• [Work to be completed]
Copy out exactly each line from the line with "Where can the green foliage" through the last line of the material below.

• [Items]
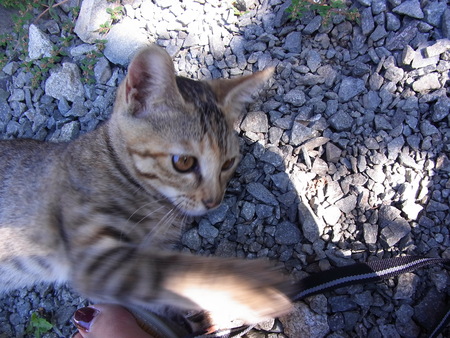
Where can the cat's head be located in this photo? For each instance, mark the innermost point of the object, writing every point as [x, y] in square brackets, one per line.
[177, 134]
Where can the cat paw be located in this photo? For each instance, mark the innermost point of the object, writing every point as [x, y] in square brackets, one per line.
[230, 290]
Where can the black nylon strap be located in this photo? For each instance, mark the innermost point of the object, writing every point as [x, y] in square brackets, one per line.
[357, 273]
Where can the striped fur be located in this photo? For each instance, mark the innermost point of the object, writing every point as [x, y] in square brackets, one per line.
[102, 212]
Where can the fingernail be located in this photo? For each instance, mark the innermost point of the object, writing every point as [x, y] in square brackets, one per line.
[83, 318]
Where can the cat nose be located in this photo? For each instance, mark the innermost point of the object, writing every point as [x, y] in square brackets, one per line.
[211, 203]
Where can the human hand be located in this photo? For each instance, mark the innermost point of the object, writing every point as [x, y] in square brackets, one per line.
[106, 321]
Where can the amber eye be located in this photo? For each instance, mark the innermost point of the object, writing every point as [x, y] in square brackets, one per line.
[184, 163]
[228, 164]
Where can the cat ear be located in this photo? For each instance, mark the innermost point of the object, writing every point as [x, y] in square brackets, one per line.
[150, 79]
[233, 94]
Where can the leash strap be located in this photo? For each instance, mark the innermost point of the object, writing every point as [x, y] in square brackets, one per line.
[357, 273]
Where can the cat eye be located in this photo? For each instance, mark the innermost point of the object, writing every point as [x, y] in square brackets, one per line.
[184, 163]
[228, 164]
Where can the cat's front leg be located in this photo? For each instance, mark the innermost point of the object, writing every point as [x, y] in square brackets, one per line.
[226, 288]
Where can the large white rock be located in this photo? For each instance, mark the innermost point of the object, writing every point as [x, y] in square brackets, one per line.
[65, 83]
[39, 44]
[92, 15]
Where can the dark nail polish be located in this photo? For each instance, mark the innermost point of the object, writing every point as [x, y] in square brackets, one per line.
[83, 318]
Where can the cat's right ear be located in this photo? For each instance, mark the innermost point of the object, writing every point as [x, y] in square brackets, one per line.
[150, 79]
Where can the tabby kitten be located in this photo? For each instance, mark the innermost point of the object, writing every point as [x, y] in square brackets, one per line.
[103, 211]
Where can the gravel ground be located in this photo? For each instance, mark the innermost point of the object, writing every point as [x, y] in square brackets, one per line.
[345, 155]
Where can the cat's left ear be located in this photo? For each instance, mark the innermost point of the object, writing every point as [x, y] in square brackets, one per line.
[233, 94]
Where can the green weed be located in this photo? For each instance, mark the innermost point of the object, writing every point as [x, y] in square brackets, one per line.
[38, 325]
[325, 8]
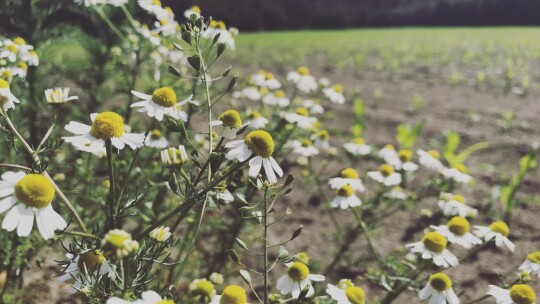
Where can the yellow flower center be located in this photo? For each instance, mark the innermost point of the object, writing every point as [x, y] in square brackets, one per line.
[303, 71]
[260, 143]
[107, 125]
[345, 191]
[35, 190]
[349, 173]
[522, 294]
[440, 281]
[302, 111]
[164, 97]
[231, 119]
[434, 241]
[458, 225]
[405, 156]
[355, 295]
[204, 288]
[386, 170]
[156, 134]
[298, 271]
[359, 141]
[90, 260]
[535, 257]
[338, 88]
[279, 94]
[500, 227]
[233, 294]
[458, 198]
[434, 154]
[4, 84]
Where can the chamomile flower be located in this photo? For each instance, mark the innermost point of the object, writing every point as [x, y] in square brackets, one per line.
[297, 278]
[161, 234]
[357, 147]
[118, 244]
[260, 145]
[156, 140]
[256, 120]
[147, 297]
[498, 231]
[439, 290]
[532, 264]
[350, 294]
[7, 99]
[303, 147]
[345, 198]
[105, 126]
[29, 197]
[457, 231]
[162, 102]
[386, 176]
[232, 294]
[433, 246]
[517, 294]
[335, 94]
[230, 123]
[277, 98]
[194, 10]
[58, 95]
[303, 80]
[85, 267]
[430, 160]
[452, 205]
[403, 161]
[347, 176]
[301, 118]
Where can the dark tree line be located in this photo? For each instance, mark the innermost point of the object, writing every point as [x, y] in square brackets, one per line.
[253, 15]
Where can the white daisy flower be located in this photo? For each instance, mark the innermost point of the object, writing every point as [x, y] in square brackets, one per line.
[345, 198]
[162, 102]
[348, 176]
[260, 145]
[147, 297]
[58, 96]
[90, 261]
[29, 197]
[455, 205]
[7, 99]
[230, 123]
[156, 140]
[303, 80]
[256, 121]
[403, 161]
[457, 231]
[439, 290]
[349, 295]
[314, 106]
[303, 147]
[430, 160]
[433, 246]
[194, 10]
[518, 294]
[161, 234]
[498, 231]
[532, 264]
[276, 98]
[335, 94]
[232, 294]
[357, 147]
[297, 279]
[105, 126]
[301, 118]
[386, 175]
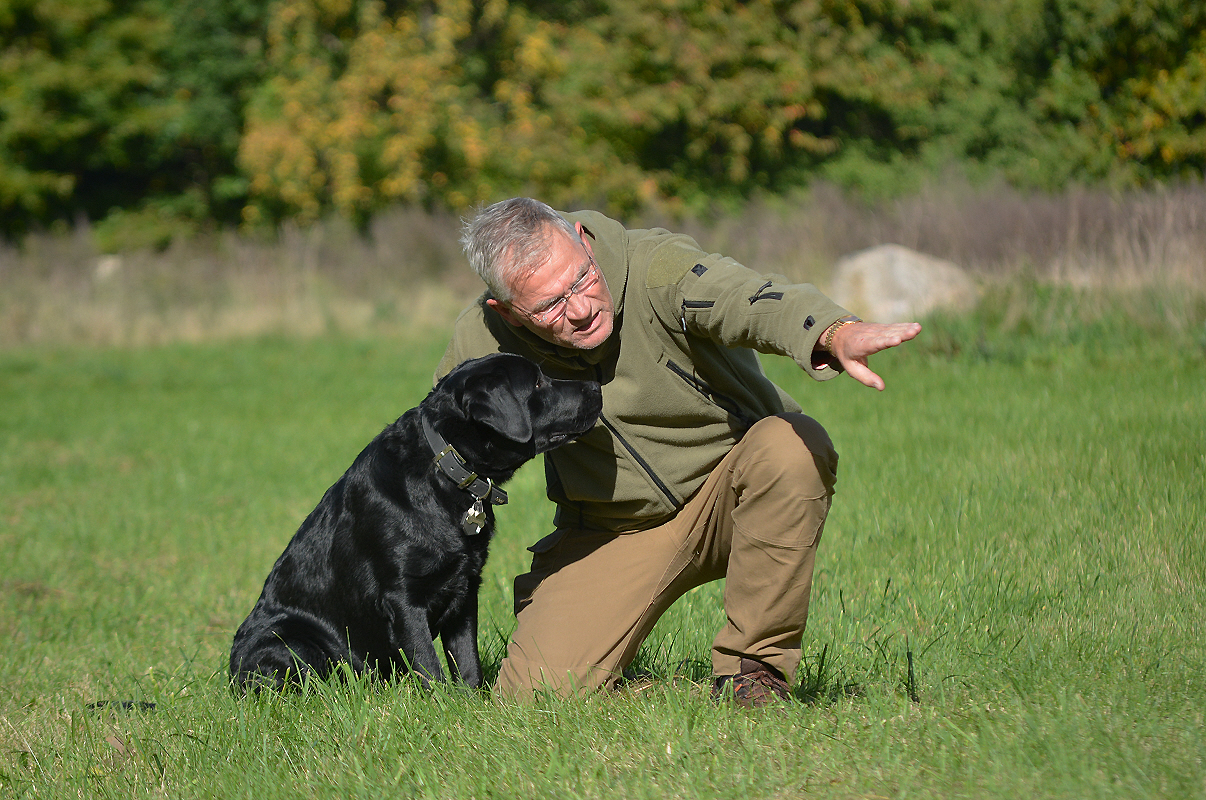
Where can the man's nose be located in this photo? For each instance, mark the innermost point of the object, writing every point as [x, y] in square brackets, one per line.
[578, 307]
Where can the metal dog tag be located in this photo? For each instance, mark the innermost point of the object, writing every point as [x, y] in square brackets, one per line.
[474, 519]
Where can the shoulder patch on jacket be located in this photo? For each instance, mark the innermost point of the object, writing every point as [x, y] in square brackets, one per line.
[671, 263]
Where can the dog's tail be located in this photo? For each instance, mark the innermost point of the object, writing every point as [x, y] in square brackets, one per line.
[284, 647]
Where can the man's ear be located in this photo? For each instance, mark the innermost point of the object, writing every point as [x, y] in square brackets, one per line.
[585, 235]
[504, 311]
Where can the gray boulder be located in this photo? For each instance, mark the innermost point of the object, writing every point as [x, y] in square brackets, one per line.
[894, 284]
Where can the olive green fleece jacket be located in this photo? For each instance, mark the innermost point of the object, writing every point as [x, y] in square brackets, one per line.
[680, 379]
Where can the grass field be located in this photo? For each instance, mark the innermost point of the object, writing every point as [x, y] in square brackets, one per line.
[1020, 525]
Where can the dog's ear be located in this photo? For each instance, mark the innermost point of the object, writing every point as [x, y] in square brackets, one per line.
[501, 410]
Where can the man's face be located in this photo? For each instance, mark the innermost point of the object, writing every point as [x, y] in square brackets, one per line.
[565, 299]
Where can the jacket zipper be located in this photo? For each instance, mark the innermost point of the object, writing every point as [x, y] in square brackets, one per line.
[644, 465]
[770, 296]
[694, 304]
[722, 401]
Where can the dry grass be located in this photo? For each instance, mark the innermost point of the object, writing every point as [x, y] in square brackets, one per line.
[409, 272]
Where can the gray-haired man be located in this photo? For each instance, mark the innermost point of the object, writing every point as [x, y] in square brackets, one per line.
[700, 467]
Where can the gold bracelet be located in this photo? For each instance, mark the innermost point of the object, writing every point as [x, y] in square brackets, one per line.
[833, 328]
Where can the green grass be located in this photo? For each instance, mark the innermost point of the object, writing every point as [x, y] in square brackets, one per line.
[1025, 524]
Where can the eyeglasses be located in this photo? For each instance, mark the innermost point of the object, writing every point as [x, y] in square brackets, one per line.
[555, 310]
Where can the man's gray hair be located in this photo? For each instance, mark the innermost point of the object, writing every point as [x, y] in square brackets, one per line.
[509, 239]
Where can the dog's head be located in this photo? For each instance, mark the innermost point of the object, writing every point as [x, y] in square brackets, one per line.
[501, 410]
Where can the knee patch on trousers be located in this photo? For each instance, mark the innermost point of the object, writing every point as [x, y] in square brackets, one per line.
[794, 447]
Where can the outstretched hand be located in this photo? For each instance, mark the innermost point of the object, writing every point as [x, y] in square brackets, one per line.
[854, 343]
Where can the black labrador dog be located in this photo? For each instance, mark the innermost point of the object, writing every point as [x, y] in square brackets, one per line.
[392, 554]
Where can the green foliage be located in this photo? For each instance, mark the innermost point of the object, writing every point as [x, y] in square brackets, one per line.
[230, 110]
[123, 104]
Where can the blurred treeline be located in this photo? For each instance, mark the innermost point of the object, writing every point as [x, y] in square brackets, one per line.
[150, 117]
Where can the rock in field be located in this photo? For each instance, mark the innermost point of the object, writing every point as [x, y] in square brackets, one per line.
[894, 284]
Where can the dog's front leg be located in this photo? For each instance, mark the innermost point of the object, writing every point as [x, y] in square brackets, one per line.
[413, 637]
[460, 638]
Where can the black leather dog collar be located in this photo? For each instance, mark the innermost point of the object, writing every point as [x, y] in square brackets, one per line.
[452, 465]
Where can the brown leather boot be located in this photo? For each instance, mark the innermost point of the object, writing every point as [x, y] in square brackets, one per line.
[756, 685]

• [Answer to the task]
Where can the green foliage be located in this photo? For each instance, mark the innermost point of the object, writing every point as [x, y] in square brackets, one per line.
[230, 110]
[123, 104]
Where can the blurred treeline be located in this photo? For each instance, mark the innermost point of the object, writing every point as [x, y] in square brackets, one per line.
[150, 117]
Where can the rock in field be located in this photo? For each instance, mark the innermost point of the object, writing every point as [x, y] in square brackets, one per line.
[894, 284]
Where can the dog's front leg be located in this photo? For each instance, mark the innermost point of the object, writing every point as [x, y] in square brackets, one per line.
[413, 637]
[460, 638]
Where can the black leather dog collar be located in this photo? For each instance, mark the innermost point of the object, writing every point as [x, y] in square brackets, one per line.
[452, 465]
Where can the brown leather boot be located in this photo? For each instance, mark the innermost point of the object, writing every point as [x, y] in square brackets, one per line.
[756, 685]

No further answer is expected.